Intensive Care Unit for COVID-19 Patients Built Using Shipping Containers
Repurposing shipping containers has become an architecture trend, but now they're being used to create intensive care units for COVID-19 patients in over-stretched hospitals.
In the face of the coronavirus pandemic, many hospitals are lacking ICU beds and isolation wards, and have resorted to closing unnecessary wards and closing off areas of hospitals to treat COVID-19 patients. Carlo Ratti, Director of the MIT Senseable City Lab, has designed an ICU ward from architects’ favourite upcycling trend: the shipping container.
A working prototype of Ratti’s shipping container ICU, Cura, has been built in Turin within the Officine Grandi Riparazioni event venue with the first patient being admitted last week and many more Cura wards in progress worldwide.
These ICU wards were designed by a team of medical professionals, engineers, designers and military experts. The pods can be built in a matter of hours, but offer the safety and equipment of an isolation ward. These temporary structures can be places in hospital car parks or surrounding areas to tackle a capacity shortage or assembled in hard-hit areas where there is a lack of hospitals or medical facilities.
The ward is made up of a series of repurposed shipping containers, kitted out with all the necessary medical equipment. Units are fitted with extractors to make them negative pressure, expelling any airborne bugs keeping the patients and medical staff as safe as possible. The units are then connected together with an inflatable corridor system allowing a ward of more than 40 beds to be assembled in a matter of hours.
The designs for Cura are open-source and a not-for-profit initiative encouraging input and modifications to the design to develop accessible pop-up ICU wards to help hospitals and medical professionals worldwide.

***

Task directions. List every kind of expert that the article above on shipping-container ICUs says was on the team that designed the wards.

***

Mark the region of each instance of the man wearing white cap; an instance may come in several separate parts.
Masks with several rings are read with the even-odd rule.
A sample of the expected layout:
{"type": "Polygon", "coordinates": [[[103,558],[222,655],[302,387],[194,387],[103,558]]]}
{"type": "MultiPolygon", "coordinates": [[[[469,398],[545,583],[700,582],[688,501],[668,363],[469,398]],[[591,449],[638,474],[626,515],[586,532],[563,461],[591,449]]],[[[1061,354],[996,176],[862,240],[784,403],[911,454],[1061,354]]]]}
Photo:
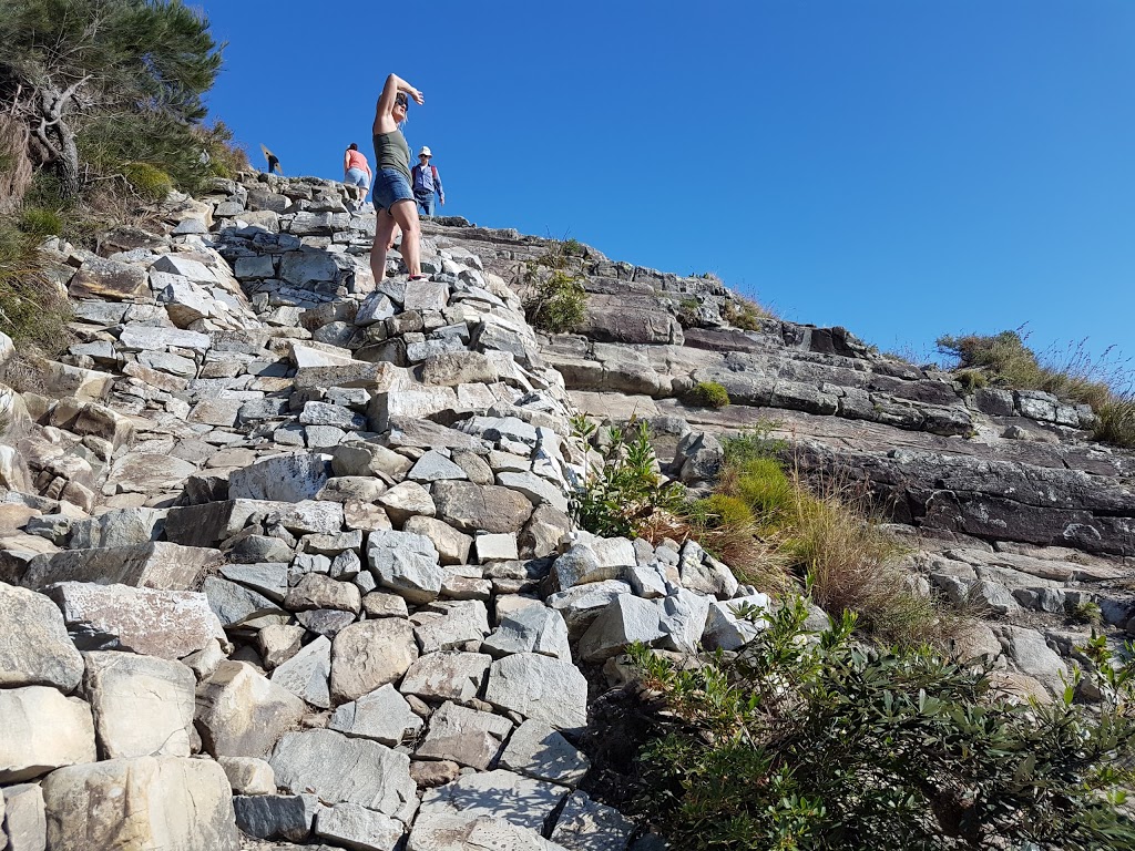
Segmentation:
{"type": "Polygon", "coordinates": [[[445,189],[442,188],[442,177],[437,174],[437,167],[430,165],[434,153],[422,145],[418,152],[418,165],[410,174],[414,179],[414,201],[418,202],[418,212],[423,216],[434,214],[434,194],[442,200],[445,207],[445,189]]]}

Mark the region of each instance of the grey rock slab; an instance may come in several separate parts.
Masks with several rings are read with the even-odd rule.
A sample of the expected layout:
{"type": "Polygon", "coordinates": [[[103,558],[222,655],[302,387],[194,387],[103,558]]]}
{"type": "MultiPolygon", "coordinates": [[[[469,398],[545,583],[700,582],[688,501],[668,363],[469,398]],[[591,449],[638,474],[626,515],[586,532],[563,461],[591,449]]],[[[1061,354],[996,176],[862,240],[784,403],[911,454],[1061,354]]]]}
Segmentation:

***

Solution for this exercise. Medical professionals, engineers, designers and military experts.